• Assignment: Return every line from the records below with the string "medal".

• Dataset content:
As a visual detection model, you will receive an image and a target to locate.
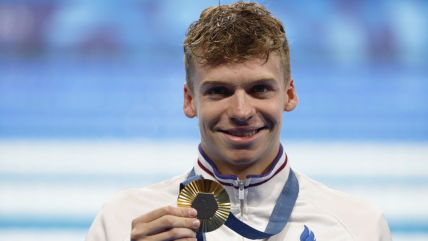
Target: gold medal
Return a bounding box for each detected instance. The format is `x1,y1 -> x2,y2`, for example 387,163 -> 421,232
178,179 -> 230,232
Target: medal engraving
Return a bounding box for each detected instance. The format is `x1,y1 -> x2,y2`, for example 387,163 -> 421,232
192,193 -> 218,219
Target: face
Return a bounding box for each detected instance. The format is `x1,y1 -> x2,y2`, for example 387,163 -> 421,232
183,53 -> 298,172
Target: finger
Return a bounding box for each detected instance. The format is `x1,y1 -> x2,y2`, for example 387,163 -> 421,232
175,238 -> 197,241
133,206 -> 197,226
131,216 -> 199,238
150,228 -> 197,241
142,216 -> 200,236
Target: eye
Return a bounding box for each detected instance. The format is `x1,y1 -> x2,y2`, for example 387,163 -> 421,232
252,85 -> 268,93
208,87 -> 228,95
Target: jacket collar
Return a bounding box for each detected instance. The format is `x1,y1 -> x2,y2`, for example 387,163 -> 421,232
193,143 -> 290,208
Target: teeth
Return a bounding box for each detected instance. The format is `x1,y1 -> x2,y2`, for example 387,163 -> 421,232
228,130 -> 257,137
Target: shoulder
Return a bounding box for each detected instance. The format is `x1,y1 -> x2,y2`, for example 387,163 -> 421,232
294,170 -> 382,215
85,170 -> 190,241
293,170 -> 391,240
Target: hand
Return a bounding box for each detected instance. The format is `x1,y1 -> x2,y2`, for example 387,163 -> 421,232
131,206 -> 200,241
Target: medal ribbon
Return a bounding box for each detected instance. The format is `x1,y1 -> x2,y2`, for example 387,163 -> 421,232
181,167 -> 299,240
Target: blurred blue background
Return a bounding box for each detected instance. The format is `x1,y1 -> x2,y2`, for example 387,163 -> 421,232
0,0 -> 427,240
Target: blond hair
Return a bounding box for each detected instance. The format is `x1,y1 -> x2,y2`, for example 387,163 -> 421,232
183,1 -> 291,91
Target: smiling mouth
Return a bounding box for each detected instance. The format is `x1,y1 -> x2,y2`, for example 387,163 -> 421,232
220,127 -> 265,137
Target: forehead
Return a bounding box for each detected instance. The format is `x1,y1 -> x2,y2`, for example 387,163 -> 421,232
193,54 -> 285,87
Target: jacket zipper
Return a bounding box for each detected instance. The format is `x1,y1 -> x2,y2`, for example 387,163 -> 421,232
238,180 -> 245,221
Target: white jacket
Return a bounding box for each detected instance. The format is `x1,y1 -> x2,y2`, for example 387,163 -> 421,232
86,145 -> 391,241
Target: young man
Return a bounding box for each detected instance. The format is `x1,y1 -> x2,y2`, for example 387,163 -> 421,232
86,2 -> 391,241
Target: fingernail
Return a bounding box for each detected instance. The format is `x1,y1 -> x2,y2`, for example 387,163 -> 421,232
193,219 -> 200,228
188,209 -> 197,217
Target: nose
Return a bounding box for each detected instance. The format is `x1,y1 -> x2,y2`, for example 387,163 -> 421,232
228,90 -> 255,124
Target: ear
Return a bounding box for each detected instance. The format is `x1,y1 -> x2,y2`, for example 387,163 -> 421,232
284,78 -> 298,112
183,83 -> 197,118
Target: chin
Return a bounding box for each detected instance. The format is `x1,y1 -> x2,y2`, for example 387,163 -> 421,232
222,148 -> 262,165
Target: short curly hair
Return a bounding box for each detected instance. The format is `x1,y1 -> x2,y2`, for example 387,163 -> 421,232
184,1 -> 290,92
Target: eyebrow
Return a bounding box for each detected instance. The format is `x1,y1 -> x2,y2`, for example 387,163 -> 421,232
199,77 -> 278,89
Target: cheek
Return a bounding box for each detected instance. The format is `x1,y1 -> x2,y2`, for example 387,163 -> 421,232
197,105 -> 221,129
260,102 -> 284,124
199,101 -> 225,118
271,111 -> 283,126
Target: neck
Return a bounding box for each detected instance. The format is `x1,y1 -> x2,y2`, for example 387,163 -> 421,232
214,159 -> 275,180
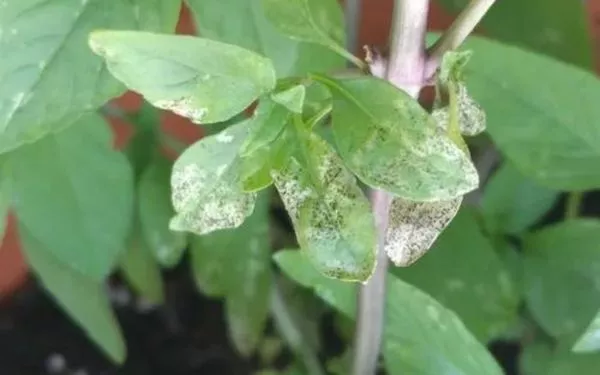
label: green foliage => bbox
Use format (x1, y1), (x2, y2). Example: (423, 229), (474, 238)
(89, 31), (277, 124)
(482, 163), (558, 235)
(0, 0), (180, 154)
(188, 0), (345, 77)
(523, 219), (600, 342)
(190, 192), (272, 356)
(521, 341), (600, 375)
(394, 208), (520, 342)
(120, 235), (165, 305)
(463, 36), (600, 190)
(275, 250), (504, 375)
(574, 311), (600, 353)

• Your response:
Target: gold medal
Target: medal engraving
Target: medal ribbon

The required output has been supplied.